Collected data entries

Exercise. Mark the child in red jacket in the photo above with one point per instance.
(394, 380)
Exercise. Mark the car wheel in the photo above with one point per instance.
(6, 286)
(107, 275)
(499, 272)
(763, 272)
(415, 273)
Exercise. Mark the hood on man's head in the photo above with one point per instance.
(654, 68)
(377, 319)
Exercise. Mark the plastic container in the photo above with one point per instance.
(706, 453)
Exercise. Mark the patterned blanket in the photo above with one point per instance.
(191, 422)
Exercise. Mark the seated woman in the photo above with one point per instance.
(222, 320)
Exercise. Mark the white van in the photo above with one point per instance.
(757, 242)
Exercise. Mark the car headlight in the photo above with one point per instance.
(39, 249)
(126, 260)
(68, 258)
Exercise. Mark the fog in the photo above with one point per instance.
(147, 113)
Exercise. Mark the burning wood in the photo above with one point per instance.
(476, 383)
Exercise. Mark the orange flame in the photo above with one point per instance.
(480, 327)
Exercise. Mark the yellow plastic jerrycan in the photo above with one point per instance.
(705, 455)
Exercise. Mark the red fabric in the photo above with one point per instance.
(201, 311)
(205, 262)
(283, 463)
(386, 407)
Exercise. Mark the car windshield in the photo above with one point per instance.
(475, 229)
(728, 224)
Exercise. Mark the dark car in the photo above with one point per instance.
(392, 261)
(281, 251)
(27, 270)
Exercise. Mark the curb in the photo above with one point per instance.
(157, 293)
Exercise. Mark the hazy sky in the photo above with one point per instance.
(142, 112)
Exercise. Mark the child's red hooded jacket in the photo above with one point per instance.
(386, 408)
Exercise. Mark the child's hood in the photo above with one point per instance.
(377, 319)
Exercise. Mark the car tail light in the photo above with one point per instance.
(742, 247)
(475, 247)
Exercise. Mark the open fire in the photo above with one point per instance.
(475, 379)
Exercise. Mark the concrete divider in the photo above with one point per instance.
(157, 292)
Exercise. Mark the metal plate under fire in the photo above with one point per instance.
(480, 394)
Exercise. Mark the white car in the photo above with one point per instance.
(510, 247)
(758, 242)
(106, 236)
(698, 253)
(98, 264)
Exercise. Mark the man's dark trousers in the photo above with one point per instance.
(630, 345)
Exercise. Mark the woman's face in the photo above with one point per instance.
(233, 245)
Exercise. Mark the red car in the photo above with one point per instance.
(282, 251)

§ TASK INSTRUCTIONS:
All of the records should be repeated precisely as written.

§ TASK OUTPUT:
Exercise. Mark the child in red jacket in the photo above with one point per instance.
(394, 380)
Exercise. Mark the car wheel in the photo above with one point per instance.
(6, 286)
(107, 275)
(499, 272)
(763, 272)
(415, 273)
Exercise. Mark the hood on man's head in the photo above with one point per instance.
(654, 68)
(377, 319)
Exercise. Mark the plastic container in the photo above with one point per instance.
(706, 453)
Exercise. Mark the patterned blanket in the photo above with one point per instance.
(191, 422)
Exercise. Mark the seated woman in the photo above with one point per instance.
(222, 320)
Exercise. Mark the white van in the photo above with one point per instance.
(757, 242)
Exercise. Mark the car headlight in the photo above with one point per instance.
(39, 249)
(126, 260)
(68, 258)
Exercise. Mark the fog in the photo above with one point per instance.
(147, 113)
Exercise. Mark the burning wood in the photo above with one point per instance.
(476, 383)
Exercise. Mark the orange flame in the photo above with one point per instance.
(480, 327)
Exercise. Mark the yellow plastic jerrycan in the photo above with one point per instance.
(705, 455)
Exercise. Mark the red fabric in the photo above with one point per instance.
(201, 311)
(205, 262)
(283, 463)
(386, 407)
Exercise. Mark the car windshield in the photo above with one point per instance.
(475, 229)
(728, 224)
Exercise. Mark the dark car in the photo above with one point per instance.
(392, 261)
(281, 251)
(27, 270)
Exercise. Mark the curb in the photo above with one point per instance.
(157, 293)
Exercise. Mark the hazy sky in the photo above with one point per instance.
(142, 112)
Exercise. Mark the child's red hooded jacket in the photo above with one point per instance.
(386, 408)
Exercise. Mark the child's hood in the photo above with one point per instance.
(377, 319)
Exercise. Mark the car tail light in the photo above with one point per instance.
(742, 247)
(475, 247)
Exercise. Mark the open fire in the photo above with one point per instance.
(475, 379)
Exercise. Mark the concrete divider in the photo above with one point per instance.
(157, 292)
Exercise. Mark the metal plate under fire in the photo above with one point per instance.
(480, 394)
Exercise. Mark the white car in the photo above with one point per instance.
(510, 247)
(758, 242)
(106, 236)
(698, 253)
(98, 264)
Exercise. Mark the man's dark trousers in the photo above with one point per instance.
(630, 345)
Exercise. Mark the woman's face in the photo above with one point per instance.
(233, 245)
Exercise. Mark the red car in the photo above with one point per instance.
(282, 251)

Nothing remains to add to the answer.